With loan repayment nearing completion, the government is ready to end the compensation cess and replace it with a permanent excise duty and manufacturing cess to keep overall tax incidence high on tobacco and pan masala.
What tax levels may look like
Under proposals shared in media, the excise duty on unmanufactured tobacco and certain tobacco waste may be as high as seventy percent.
For cigarette packs the government may specify a fixed duty amount per thousand sticks depending on length and type. For pan masala manufacturing units the new cess could be computed on the basis of the number of machines or the rate of production output.
Government’s rationale and expected benefits
The government argues that these measures are needed to “protect the tax incidence” on what are known as sin goods, once the temporary compensation cess framework ends. The revenue from new levies will go to Consolidated Fund of India and can be used for public health and national security expenditure.
Additionally, by keeping tax burden high, the move may continue to deter consumption of harmful products such as tobacco and pan masala.
Possible impact on consumers and industry
For consumers, the shift means that prices of cigarettes, gutkha, pan masala and other tobacco related items are unlikely to fall and may even rise once the new levies kick in.
******
(Instructions to follow):
Continue the article above on replacing the compensation cess on tobacco and pan masala, starting after its final sentence.
******
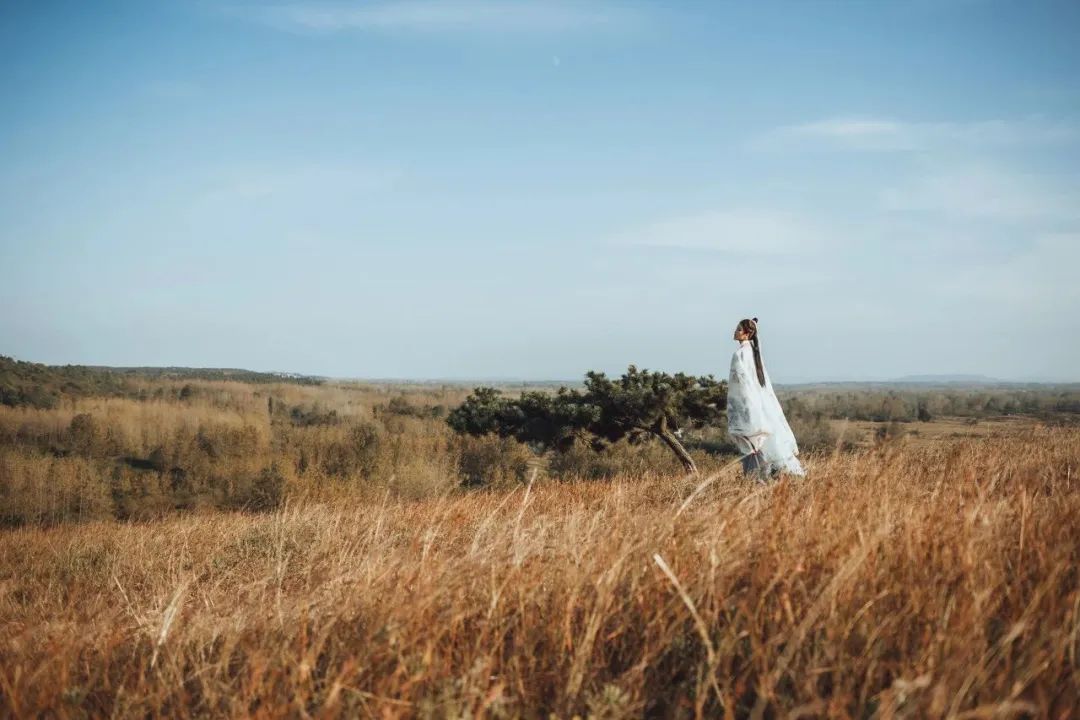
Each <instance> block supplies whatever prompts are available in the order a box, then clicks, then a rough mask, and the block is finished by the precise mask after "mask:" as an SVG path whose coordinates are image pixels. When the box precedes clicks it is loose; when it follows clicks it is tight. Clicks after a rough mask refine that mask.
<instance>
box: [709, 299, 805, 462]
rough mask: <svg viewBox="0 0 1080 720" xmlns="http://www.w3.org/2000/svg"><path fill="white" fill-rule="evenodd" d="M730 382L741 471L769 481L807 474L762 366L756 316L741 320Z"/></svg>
mask: <svg viewBox="0 0 1080 720" xmlns="http://www.w3.org/2000/svg"><path fill="white" fill-rule="evenodd" d="M734 339H735V340H737V341H738V342H739V349H738V350H735V354H734V355H732V356H731V375H730V376H729V378H728V433H729V434H730V435H731V437H732V438H733V439H734V441H735V444H737V445H738V446H739V450H740V452H742V454H743V471H745V473H746V474H747V475H751V476H754V477H756V478H757V479H758V480H762V481H764V480H765V479H767V478H769V477H775V476H777V475H779V474H780V473H781V472H784V473H791V474H792V475H800V476H801V475H805V474H806V473H805V471H804V470H802V465H801V464H800V463H799V461H798V458H797V456H798V453H799V446H798V445H797V444H796V443H795V435H794V434H793V433H792V429H791V426H789V425H788V424H787V419H786V418H784V411H783V409H782V408H781V407H780V400H778V399H777V394H775V393H774V392H772V382H771V381H770V380H769V373H768V372H766V371H765V365H762V363H761V347H760V344H759V343H758V337H757V318H756V317H755V318H754V320H743V321H739V326H738V327H735V336H734Z"/></svg>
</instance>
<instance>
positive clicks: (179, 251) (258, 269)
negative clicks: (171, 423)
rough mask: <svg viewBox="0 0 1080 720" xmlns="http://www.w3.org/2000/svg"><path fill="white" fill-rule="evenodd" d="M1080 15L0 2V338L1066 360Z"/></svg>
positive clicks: (890, 356) (891, 375)
mask: <svg viewBox="0 0 1080 720" xmlns="http://www.w3.org/2000/svg"><path fill="white" fill-rule="evenodd" d="M1078 36H1080V4H1078V3H1075V2H1061V3H1042V2H1032V3H1020V2H990V1H977V0H940V1H933V2H931V1H929V0H921V1H919V0H916V1H913V2H905V3H886V2H865V3H858V2H835V3H834V2H787V3H768V2H755V3H719V2H700V3H698V2H694V3H691V2H674V1H673V2H639V3H624V2H607V1H603V0H597V1H594V2H563V1H559V0H544V1H541V0H519V1H516V2H515V1H512V0H507V1H501V0H443V1H433V0H389V1H373V2H352V3H314V2H306V1H298V2H281V3H265V4H259V3H243V2H235V3H231V2H211V1H206V2H194V1H193V2H141V1H140V2H102V3H86V2H6V3H4V4H3V5H0V98H2V103H0V158H2V161H0V267H2V269H3V270H2V281H0V308H2V311H0V353H2V354H8V355H14V356H16V357H18V358H24V359H32V361H38V362H46V363H60V364H64V363H80V364H106V365H191V366H215V367H221V366H228V367H246V368H253V369H276V370H292V371H300V372H310V373H318V375H329V376H339V377H397V378H406V377H410V378H480V377H486V378H490V377H516V378H576V377H579V376H581V373H582V372H584V370H586V369H591V368H596V369H604V370H608V371H618V370H619V369H620V368H624V367H625V366H626V365H627V364H630V363H635V364H637V365H638V366H645V367H649V368H658V369H666V370H686V371H691V372H714V373H717V375H725V373H726V371H727V365H728V358H729V356H730V351H731V350H732V343H731V340H730V332H731V329H732V327H733V325H734V324H735V322H737V321H738V320H739V318H741V317H744V316H748V315H756V316H758V317H760V320H761V336H762V347H764V350H765V354H766V362H767V363H768V364H769V366H770V370H771V372H772V375H773V377H774V378H775V379H777V380H778V381H802V380H819V379H872V378H892V377H897V376H904V375H908V373H937V372H943V373H944V372H948V373H954V372H964V373H985V375H990V376H996V377H1002V378H1021V379H1032V378H1034V379H1059V380H1062V379H1063V380H1080V369H1078V361H1080V283H1078V282H1077V273H1078V269H1080V43H1078V42H1076V38H1077V37H1078Z"/></svg>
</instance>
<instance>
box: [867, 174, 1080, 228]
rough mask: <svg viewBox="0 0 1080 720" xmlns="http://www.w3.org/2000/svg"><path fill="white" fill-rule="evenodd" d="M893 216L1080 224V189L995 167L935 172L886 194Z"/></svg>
mask: <svg viewBox="0 0 1080 720" xmlns="http://www.w3.org/2000/svg"><path fill="white" fill-rule="evenodd" d="M880 201H881V206H882V208H883V209H887V210H890V212H920V213H932V214H937V215H945V216H953V217H957V218H961V219H974V220H994V221H1012V222H1021V221H1023V222H1026V223H1032V222H1043V223H1055V225H1062V223H1064V225H1066V226H1071V225H1076V223H1080V209H1078V208H1080V187H1077V184H1076V182H1075V181H1072V182H1063V181H1061V180H1057V181H1053V179H1052V178H1047V177H1044V176H1039V175H1030V174H1024V173H1015V172H1009V171H1005V169H1001V168H995V167H985V166H983V167H978V166H976V167H968V168H954V169H948V171H943V172H940V173H933V174H929V175H927V176H924V177H920V178H917V179H914V180H913V181H909V182H907V184H904V185H900V186H896V187H893V188H888V189H886V190H883V191H882V192H881V193H880Z"/></svg>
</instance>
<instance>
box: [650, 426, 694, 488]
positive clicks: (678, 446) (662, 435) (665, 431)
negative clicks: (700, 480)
mask: <svg viewBox="0 0 1080 720" xmlns="http://www.w3.org/2000/svg"><path fill="white" fill-rule="evenodd" d="M652 432H653V433H654V434H656V435H657V436H658V437H660V439H662V440H663V441H664V443H665V444H666V445H667V447H670V448H671V449H672V452H674V453H675V457H676V458H678V461H679V462H680V463H683V467H684V470H686V472H687V473H690V474H692V475H697V474H698V465H696V464H694V462H693V458H691V457H690V453H689V452H687V451H686V448H685V447H683V444H681V443H679V441H678V438H677V437H675V434H674V433H672V431H670V430H667V418H664V417H661V418H660V420H658V421H657V424H656V426H653V427H652Z"/></svg>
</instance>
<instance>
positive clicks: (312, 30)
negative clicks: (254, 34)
mask: <svg viewBox="0 0 1080 720" xmlns="http://www.w3.org/2000/svg"><path fill="white" fill-rule="evenodd" d="M229 12H230V14H233V15H238V16H241V17H244V18H245V19H249V21H254V22H258V23H261V24H264V25H268V26H270V27H273V28H276V29H280V30H287V31H293V32H347V31H356V32H486V33H503V32H514V33H524V32H529V33H564V32H571V31H578V30H597V29H612V28H620V27H621V28H624V27H627V26H629V25H631V24H632V23H633V22H634V19H635V14H634V13H633V12H632V11H631V10H630V9H627V8H625V6H617V5H612V4H607V3H600V2H593V3H584V2H569V1H559V0H522V1H519V2H503V1H498V0H443V1H436V0H393V1H389V2H374V3H364V4H356V3H310V2H293V3H283V4H276V5H271V6H249V5H244V6H234V8H231V9H229Z"/></svg>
******
(Solved problem):
For manufacturers and distributors the transition will entail compliance with new excise provisions or cess calculations based on manufacturing apparatus. This could raise costs and affect margins, especially for small players.
Some major tobacco companies have already seen their stock prices react to the news, reflecting uncertainty about future demand and cost burden.
However critics caution that overly heavy taxation may push consumption into unregulated markets for illicit or counterfeit products undermining both public health goals and tax revenue hopes.
What is next
The bills are scheduled to be tabled in the Lok Sabha at the start of the ongoing winter session. If approved, the new taxation regime could take effect soon after parliamentary passage and administrative notification.
Observers say the coming days will be crucial in shaping the future of sin goods taxation in India.